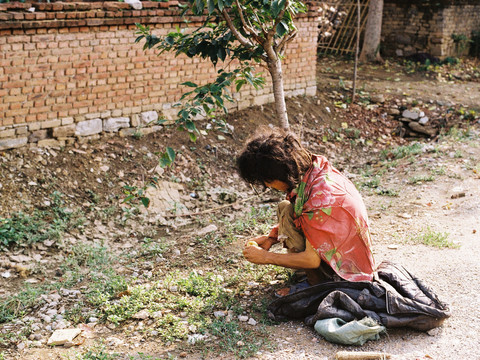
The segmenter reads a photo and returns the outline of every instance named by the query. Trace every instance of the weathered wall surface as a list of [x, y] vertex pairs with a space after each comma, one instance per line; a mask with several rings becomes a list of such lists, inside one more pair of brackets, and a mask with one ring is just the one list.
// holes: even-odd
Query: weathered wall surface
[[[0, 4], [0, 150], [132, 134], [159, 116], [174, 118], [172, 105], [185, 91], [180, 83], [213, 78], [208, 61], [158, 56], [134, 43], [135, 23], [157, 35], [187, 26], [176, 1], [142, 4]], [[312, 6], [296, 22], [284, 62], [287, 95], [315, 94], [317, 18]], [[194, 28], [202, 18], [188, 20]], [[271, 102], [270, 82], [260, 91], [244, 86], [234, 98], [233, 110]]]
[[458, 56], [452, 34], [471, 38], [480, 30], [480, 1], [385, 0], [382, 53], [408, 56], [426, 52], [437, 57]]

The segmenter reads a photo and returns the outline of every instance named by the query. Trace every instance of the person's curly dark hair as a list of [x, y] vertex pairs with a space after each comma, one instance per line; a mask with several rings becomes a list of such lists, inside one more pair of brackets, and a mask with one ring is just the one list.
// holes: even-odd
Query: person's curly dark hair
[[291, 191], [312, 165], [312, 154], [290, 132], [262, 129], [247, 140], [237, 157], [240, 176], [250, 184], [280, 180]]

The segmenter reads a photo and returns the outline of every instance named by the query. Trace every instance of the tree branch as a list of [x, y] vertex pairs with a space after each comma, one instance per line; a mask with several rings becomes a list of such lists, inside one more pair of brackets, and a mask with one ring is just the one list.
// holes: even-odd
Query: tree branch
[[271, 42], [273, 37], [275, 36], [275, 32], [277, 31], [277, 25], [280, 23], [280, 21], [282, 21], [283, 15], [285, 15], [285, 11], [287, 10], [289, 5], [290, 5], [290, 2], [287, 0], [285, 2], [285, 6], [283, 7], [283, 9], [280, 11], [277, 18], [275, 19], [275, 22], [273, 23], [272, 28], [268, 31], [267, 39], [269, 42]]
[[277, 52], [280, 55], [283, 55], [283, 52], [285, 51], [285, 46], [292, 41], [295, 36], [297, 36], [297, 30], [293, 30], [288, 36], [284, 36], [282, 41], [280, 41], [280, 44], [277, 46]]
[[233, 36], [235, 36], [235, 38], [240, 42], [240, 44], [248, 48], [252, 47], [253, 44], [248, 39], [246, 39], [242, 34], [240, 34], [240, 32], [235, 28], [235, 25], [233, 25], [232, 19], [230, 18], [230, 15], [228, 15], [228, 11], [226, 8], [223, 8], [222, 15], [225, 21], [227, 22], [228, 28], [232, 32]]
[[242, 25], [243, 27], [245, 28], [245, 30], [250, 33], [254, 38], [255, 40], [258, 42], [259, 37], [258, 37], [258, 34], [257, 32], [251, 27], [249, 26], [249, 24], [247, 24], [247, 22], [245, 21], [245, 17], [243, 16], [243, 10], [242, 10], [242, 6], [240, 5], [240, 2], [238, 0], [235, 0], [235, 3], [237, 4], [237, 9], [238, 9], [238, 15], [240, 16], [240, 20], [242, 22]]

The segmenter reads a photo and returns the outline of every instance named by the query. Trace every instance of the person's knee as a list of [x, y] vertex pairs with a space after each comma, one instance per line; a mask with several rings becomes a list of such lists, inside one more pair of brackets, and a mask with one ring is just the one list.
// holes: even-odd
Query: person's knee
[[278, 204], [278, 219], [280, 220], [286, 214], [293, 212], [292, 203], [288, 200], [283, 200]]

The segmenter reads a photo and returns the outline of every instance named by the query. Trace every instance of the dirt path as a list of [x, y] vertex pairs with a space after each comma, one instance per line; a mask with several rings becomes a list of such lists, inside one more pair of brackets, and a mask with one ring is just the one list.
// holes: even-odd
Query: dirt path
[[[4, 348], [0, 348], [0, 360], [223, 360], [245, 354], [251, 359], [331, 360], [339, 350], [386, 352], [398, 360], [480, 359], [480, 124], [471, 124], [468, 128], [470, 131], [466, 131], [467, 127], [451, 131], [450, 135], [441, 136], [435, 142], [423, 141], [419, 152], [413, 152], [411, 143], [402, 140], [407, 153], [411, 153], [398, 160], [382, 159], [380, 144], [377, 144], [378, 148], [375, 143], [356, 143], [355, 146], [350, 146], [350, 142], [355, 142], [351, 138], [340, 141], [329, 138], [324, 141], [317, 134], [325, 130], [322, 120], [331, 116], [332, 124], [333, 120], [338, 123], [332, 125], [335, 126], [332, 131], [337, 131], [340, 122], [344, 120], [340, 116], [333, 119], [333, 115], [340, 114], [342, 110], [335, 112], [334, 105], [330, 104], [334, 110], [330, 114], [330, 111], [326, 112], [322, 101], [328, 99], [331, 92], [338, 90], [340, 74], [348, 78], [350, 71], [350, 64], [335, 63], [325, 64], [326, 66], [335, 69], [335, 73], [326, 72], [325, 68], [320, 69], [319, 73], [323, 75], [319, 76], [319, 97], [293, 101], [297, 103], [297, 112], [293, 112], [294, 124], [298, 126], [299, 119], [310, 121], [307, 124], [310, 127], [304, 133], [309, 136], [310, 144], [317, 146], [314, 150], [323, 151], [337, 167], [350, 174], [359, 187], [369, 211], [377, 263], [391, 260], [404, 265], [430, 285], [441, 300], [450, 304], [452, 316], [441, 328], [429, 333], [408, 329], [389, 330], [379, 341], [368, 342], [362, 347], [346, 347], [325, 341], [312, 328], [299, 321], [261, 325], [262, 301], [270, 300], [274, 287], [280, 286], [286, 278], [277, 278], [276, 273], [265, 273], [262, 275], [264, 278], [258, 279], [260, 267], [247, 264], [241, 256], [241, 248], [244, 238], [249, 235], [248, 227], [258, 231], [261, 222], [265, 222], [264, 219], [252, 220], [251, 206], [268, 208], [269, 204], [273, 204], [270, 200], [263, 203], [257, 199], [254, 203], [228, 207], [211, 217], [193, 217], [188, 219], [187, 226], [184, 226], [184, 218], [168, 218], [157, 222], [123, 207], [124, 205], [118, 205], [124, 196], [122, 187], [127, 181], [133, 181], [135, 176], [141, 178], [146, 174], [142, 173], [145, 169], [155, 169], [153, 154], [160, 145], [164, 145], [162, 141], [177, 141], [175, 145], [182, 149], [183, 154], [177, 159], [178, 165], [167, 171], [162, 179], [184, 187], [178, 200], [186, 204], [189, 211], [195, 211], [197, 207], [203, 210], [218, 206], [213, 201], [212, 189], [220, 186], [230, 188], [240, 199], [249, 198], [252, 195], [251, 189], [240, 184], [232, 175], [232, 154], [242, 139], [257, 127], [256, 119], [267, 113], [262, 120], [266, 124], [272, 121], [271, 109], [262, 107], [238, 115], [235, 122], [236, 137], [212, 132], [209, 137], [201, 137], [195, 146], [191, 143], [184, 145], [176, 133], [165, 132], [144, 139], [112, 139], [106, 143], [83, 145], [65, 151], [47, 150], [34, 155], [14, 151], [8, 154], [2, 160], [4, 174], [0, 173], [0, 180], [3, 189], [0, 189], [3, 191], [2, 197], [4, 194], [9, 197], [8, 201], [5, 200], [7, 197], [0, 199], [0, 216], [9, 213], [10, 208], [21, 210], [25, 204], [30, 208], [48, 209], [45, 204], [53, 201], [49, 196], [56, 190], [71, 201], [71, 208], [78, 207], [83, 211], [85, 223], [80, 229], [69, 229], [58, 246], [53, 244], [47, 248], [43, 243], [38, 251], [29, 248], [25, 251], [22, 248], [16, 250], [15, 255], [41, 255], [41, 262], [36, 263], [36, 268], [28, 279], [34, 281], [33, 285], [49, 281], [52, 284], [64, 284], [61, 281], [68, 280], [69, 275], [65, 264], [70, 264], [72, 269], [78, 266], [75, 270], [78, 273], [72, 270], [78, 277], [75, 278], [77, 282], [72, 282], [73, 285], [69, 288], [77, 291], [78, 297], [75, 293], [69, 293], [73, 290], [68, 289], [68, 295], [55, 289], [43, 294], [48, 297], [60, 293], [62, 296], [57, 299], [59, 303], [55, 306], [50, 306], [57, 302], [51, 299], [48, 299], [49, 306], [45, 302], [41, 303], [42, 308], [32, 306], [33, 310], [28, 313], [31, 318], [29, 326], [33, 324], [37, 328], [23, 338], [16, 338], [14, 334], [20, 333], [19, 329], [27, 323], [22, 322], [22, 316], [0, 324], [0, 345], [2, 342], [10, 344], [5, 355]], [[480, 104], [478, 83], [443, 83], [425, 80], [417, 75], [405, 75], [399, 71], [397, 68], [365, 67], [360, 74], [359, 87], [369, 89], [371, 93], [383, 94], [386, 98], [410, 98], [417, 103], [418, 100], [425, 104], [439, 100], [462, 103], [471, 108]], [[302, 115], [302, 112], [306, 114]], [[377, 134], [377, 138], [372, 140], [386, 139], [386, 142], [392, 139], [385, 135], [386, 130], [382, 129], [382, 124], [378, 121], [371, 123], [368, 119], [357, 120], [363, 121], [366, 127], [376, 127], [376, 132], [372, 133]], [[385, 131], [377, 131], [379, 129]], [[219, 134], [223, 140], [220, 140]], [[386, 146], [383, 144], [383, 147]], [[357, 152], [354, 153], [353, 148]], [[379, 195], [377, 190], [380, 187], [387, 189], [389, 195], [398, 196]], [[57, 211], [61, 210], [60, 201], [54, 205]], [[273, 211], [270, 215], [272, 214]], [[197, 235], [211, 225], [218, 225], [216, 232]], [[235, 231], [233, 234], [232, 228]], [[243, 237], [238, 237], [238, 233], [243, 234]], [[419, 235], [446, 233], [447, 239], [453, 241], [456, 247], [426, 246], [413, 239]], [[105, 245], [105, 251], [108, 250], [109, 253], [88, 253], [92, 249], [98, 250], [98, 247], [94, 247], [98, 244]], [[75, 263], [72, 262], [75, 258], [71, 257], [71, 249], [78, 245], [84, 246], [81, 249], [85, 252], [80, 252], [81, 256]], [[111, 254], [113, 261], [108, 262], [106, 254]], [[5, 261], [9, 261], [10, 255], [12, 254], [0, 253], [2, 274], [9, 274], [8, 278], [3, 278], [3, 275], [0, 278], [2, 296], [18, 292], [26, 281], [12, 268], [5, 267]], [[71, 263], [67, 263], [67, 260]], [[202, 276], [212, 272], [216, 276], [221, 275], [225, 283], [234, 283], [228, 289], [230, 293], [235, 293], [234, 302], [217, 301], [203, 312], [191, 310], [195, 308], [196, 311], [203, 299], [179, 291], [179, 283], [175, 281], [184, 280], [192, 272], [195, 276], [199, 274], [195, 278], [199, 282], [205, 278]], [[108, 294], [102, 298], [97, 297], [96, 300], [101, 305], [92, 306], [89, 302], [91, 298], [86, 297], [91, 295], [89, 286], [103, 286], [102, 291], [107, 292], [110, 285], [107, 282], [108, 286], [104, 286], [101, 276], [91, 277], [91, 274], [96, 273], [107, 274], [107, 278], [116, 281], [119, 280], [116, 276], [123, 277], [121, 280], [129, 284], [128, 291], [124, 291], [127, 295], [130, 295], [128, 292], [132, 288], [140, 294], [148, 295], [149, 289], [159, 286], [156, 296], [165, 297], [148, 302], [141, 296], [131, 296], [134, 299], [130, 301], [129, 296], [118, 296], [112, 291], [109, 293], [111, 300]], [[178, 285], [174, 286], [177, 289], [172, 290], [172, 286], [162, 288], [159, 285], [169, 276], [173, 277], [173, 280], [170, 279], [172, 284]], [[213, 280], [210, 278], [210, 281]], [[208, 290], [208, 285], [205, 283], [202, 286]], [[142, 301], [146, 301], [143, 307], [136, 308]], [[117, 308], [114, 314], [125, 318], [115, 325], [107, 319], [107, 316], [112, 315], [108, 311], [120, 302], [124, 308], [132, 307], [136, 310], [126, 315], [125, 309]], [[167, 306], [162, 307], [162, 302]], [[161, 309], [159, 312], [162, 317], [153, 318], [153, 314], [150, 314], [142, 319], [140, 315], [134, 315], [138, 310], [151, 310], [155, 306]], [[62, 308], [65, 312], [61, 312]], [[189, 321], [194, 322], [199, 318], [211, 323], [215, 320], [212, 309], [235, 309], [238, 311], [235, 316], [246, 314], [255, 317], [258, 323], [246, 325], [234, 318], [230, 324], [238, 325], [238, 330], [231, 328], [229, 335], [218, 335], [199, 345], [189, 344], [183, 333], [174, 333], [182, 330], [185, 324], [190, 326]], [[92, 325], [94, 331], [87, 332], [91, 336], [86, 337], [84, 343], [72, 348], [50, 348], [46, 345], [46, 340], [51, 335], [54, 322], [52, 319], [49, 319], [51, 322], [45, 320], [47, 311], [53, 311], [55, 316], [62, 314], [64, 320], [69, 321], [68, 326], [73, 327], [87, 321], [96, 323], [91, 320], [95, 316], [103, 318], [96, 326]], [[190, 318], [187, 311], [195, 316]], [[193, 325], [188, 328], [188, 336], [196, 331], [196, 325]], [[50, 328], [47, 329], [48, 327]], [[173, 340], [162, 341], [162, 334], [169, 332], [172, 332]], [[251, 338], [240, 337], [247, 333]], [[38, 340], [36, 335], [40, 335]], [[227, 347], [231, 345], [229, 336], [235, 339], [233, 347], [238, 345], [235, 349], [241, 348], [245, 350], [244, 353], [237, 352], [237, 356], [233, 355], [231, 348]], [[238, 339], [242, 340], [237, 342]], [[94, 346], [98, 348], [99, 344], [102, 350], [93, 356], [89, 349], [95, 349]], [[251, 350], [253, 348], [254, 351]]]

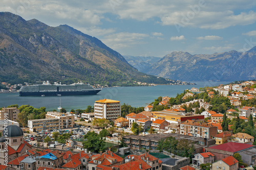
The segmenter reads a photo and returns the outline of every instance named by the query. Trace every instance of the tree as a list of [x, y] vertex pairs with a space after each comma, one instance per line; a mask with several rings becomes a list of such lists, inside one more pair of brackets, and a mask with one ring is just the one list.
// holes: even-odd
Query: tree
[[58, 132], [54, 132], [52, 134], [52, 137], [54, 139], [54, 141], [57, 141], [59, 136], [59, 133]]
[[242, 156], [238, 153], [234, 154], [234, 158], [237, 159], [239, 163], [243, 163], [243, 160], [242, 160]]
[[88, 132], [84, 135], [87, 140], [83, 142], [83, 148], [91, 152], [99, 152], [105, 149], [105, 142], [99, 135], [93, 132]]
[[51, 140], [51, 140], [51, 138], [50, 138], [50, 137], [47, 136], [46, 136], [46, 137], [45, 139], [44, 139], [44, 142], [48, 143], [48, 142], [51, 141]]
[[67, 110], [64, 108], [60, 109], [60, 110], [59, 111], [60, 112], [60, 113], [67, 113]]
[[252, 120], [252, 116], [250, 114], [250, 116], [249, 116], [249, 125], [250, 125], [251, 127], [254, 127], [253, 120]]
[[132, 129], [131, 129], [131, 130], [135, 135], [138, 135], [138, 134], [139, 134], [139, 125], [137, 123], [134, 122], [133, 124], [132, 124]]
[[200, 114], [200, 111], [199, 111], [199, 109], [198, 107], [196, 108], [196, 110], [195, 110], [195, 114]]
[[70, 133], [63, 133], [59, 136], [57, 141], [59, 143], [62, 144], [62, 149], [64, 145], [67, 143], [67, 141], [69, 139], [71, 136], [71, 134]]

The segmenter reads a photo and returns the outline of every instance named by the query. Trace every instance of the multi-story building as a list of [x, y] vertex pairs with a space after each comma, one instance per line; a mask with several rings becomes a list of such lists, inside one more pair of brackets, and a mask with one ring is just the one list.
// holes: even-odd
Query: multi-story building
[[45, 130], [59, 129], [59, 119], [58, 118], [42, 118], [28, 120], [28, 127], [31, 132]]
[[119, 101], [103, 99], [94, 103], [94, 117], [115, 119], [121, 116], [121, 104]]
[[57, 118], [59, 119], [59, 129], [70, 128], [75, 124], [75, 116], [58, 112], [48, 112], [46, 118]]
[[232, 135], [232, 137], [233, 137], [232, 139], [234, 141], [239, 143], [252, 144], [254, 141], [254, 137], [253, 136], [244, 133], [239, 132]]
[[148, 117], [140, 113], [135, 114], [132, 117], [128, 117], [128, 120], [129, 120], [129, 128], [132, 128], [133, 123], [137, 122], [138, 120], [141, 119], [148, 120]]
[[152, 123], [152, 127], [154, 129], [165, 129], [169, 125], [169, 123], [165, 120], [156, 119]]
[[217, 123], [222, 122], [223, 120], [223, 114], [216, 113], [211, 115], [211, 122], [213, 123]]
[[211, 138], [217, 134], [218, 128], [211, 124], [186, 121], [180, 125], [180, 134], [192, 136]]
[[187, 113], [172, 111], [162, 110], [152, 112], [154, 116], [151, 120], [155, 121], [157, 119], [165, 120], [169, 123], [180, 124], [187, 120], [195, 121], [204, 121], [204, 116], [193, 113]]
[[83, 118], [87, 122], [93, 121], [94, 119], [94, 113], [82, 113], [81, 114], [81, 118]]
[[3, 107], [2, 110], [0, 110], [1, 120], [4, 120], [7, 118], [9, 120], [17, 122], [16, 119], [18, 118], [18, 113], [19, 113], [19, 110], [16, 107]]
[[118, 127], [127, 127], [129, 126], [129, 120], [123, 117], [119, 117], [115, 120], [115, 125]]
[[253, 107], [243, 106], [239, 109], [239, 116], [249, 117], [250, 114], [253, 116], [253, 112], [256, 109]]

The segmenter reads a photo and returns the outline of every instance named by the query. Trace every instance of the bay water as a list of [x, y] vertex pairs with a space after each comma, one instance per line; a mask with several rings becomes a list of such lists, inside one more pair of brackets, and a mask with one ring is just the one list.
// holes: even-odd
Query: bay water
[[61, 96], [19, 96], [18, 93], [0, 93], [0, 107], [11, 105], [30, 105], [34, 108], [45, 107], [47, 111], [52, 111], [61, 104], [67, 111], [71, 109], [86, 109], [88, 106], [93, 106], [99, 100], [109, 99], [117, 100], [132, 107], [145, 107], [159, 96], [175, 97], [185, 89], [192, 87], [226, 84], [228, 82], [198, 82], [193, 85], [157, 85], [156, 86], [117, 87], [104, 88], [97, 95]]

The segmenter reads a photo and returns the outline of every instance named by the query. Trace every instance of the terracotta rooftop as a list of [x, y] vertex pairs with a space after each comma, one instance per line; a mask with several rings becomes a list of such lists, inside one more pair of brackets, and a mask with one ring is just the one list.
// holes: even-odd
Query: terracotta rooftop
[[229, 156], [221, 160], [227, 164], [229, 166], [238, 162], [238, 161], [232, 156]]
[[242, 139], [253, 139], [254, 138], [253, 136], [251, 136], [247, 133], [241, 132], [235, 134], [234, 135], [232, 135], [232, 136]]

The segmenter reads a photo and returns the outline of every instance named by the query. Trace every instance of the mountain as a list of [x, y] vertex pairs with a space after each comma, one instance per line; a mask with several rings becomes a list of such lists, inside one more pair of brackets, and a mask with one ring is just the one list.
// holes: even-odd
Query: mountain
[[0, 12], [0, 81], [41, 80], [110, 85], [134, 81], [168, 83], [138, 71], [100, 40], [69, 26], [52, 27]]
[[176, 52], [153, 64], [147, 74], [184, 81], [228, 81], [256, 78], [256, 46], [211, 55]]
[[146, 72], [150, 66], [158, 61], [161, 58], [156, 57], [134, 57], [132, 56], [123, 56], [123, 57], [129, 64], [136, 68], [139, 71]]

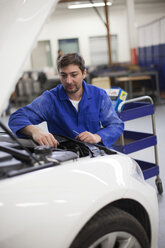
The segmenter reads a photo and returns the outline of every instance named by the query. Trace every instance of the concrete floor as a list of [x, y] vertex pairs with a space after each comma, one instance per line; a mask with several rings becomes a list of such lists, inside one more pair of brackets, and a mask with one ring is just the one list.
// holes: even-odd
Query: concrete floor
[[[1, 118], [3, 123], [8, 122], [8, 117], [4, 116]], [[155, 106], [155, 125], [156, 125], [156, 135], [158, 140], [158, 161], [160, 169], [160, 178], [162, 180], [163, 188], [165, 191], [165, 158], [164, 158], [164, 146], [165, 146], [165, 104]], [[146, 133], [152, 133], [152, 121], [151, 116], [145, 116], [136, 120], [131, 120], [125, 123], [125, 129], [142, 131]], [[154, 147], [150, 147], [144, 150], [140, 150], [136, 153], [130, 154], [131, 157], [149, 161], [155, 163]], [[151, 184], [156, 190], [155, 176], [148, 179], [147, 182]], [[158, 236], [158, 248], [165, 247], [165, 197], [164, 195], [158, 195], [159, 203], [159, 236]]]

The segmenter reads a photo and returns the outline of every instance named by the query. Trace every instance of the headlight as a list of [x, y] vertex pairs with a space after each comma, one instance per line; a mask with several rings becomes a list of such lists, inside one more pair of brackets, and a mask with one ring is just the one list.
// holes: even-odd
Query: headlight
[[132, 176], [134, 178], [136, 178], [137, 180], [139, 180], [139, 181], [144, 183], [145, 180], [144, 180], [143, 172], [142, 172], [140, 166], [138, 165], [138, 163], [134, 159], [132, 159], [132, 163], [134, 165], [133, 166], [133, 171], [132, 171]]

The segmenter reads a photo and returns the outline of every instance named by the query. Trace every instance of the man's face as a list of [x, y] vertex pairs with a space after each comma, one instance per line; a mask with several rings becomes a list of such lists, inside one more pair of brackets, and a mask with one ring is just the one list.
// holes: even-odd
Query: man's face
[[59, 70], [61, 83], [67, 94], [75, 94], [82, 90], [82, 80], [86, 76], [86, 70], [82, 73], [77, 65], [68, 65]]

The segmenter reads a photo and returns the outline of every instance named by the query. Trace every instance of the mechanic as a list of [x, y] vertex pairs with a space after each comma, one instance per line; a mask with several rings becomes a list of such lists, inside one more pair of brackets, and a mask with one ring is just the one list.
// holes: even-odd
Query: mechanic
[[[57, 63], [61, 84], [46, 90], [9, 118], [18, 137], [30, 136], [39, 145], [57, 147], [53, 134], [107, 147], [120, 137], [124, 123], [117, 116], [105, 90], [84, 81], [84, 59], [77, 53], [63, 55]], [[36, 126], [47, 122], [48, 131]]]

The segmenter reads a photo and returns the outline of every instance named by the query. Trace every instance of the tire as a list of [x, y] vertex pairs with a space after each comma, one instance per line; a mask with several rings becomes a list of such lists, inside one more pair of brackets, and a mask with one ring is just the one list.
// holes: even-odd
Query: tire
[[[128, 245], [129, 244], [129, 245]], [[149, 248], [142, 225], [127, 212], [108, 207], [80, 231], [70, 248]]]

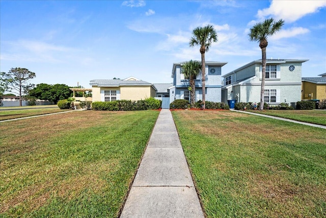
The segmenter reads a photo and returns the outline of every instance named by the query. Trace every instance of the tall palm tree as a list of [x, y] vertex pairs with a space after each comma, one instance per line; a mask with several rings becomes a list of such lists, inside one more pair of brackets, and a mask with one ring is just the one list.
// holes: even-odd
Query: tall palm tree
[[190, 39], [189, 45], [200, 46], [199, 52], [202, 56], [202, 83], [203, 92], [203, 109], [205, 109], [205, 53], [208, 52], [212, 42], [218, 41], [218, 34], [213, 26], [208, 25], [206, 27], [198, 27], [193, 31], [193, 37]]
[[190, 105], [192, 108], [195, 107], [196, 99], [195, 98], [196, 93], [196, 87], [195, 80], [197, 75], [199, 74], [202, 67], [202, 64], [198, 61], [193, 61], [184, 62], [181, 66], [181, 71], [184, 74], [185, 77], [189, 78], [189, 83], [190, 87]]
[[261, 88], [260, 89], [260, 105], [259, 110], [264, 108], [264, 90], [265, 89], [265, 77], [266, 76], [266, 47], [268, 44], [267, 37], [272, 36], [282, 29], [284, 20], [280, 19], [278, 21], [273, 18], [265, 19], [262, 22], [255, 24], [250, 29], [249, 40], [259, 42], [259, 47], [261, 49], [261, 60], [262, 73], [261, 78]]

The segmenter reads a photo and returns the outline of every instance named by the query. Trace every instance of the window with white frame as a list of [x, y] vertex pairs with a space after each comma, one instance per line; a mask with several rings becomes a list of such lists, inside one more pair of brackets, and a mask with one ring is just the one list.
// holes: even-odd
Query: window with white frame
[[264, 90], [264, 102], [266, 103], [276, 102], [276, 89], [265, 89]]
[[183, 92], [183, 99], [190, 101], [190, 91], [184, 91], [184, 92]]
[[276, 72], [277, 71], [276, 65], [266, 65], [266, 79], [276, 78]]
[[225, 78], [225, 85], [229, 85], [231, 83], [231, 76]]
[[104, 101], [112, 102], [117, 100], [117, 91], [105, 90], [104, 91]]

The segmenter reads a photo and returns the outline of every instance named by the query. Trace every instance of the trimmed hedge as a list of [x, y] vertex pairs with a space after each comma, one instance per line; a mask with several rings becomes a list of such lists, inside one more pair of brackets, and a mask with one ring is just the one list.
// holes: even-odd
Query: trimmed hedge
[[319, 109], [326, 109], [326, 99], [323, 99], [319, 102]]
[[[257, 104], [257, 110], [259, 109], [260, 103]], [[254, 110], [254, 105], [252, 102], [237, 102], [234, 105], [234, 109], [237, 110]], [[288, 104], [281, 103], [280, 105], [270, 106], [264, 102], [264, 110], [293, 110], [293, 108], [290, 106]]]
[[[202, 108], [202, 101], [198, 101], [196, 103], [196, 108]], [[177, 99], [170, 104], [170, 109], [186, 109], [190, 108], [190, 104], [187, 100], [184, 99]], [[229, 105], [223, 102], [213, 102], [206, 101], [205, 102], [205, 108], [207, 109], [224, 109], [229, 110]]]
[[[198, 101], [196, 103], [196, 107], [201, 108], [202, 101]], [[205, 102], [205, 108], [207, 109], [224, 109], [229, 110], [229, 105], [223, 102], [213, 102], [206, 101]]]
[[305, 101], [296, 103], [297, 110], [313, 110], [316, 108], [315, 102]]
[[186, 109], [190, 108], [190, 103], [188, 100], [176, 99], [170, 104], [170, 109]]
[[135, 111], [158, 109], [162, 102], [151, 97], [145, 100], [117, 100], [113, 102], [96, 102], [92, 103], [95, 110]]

****

* STATED EXERCISE *
Extract the lines from the beginning of the records up to and including the line containing "52], [437, 57]]", reproducing each one exactly and omitting the pictures.

* ANSWER BELOW *
The segmenter reads a photo and returns the outline of every instance named by the query. Trace every instance of the weathered wall surface as a list of [x, y] vertex pairs with a space after each comma, one instance per line; a mask with several rings becomes a list of such lists, inside one more pair of brackets, and a mask with one ring is just the one list.
// holes: even-odd
Query: weathered wall surface
[[[0, 4], [0, 150], [132, 134], [159, 116], [174, 118], [172, 105], [185, 91], [180, 83], [213, 78], [208, 61], [158, 56], [134, 43], [135, 23], [157, 35], [187, 26], [176, 1], [142, 4]], [[312, 6], [296, 22], [284, 62], [287, 95], [315, 94], [317, 18]], [[194, 28], [202, 18], [188, 20]], [[271, 102], [270, 82], [260, 91], [244, 86], [234, 98], [233, 110]]]
[[458, 56], [452, 34], [471, 38], [480, 30], [480, 1], [385, 0], [382, 53], [408, 56], [426, 52], [437, 57]]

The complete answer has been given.